▶ **Given text**:
::::
The Laws of Nature

Ayurveda emphasizes the need for us to align with nature, however, our modern fast-paced lifestyles and having a ‘doing’ culture has pushed us to feel disconnected from the rhythms and cycles of nature.

From an Ayurvedic perspective, the shifts in nature and the changing of seasons can influence our lives. Our physical body and mind senses the changes in our environment and so when we are conscious of these changes in nature we know it’s time to consciously make adjustments.

The Importance Of Transition

The wisdom of Ayurveda, stresses that we should pay attention to the transition between two seasons. As we pass from the old season and into a new season, we should consider and make adjustments for a new lifestyle and new attitude that are more aligned to the new season.

Winter brings about rest, restoration and building up energy stores that have been depleted during the summer. Spring calls us to move, expand, create and make use of the new restored energy.

Spring brings with it the promise of new life and new energy, an opportunity for fresh thought, creative awakenings, and unlimited possibility of manifesting what we want in our life.

Spring – the Season of Kapha Dosha

Just as each of us has a predominant dosha, the different seasons are also governed by a particular Dosha.

According to Ayurveda, spring is the season of “kapha dosha” and is characterized by the presence of the elements which make up kapha = earth + water.

The season of Spring and Kapha dosha share many similarities. In spring, the growing heat of the sun warms the earth and melts away the cold of winter and causes water to flow and brings moisture to the atmosphere. You may have heard the term ‘Spring Showers’.

As our body is the mirror of nature this new springtime warmth also melts the accumulated cold and wet qualities of kapha dosha in our body.

Ama or toxins that may have accumulated in your body over the winter months begin to melt and loosen at this time. If your body doesn’t eliminate these toxins naturally, they may collect in the channels of the body and create a variety of symptoms which can manifest as sinus problems, spring colds, nasal congestion and itchy and watery eyes.
::::
▶ **Data extract**:
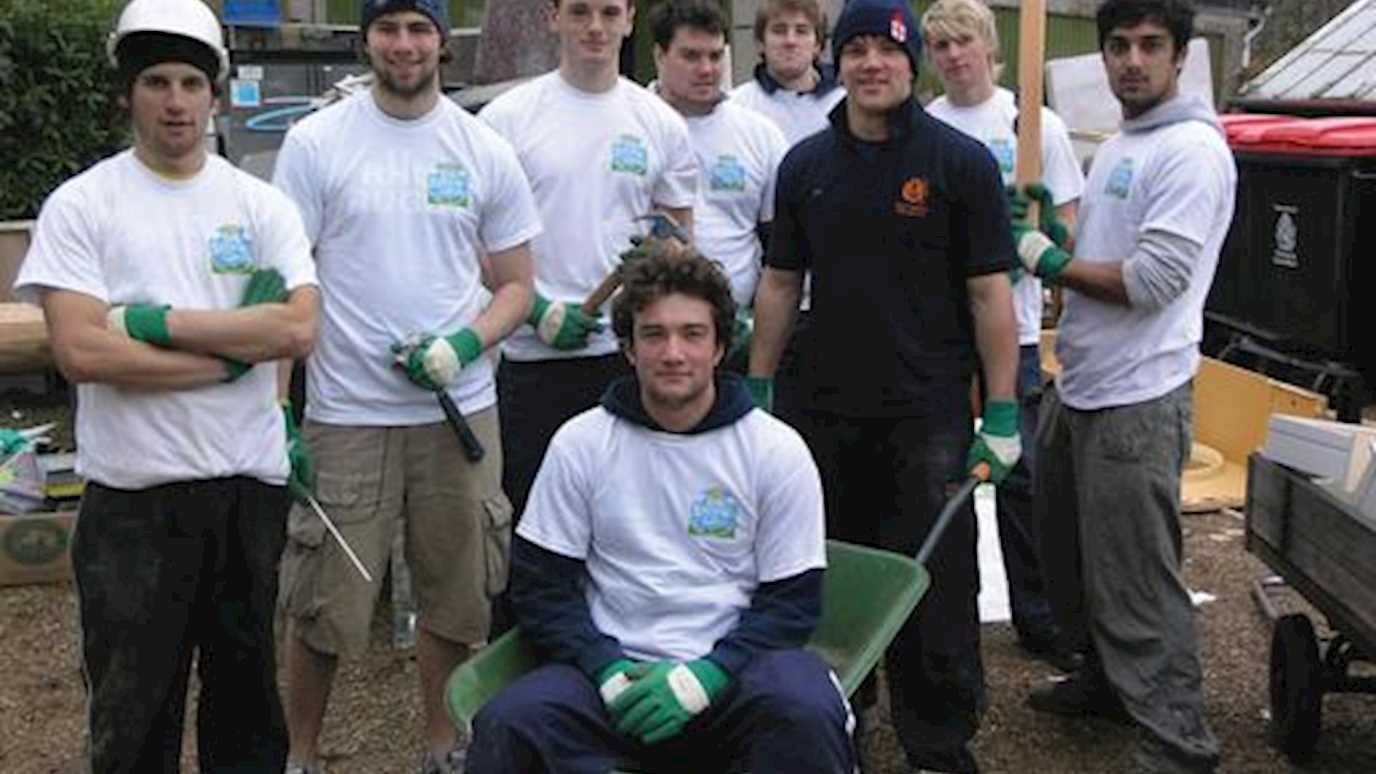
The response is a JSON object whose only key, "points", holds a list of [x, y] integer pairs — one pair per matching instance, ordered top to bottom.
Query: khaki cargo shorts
::::
▶ **Study questions**:
1 – Decide whether each statement agrees with the text on Ayurveda and spring, answering yes or no and quoting the deciding words: (a) Spring is governed by pitta dosha. (b) Kapha is made up of earth and water. (c) Winter builds up energy stores that were depleted during the summer.
2 – Pick up the text on Ayurveda and spring after its last sentence and continue it.

▶ **Exercise results**:
1 –
(a) No: "spring is the season of “kapha dosha”"
(b) Yes: "kapha = earth + water"
(c) Yes: "building up energy stores that have been depleted during the summer"

2 –
Your mind may start to feel dull and your body heavy and congested and your skin may lose its glow and become itchy, sensitive, and prone to breakouts. Accumulated Ama also lowers your immunity, which can lead to skin allergies and infections.

So Spring literally needs to be the season of cleansing and ridding yourself of all that you have accumulated in the winter season – a spring clean!

Beauty & Wellness

Ayurveda regards beauty and health as interrelated. Healthy skin and hair are a reflection of a healthy body. Being healthy includes having beautiful skin that is glowing with health and vitality and reflects your inner health.

Looking after our skin and body requires a holistic approach that focuses on wellness – an overall sense and feeling of good health. This involves making lifestyle changes and good dietary practices.



Your skin is a mirror of what’s happening inside your body and beautiful skin begins from within, with a balanced diet, good digestion and proper absorption of nutrients by your body.

Ayurveda teaches us that like increases like and opposites bring about balance. Since springtime is Kapha season and reflects this dosha’s cold, heavy, slow qualities, it’s helpful to modify your diet to warm things up a bit and choose foods that have the opposite qualities of being light and dry.

Choose more:

Fresh lightly cooked vegetables that are in season such as bitter greens and from the cabbage family (broccoli, cauliflower, cabbage)

Choose legumes such as lentils, mung beans, black beans, white beans, kidney beans. Choose grains like basmati rice, quinoa, barley, amaranth, buckwheat and rye.

Eat fresh fruit such as apples, pears, pomegranates, stonefruit (apricots, cherries, peaches), berries (blueberries, strawberries, raspberries)

Stick to light easy to digest dairy such as yoghurt, cottage cheese and goats milk.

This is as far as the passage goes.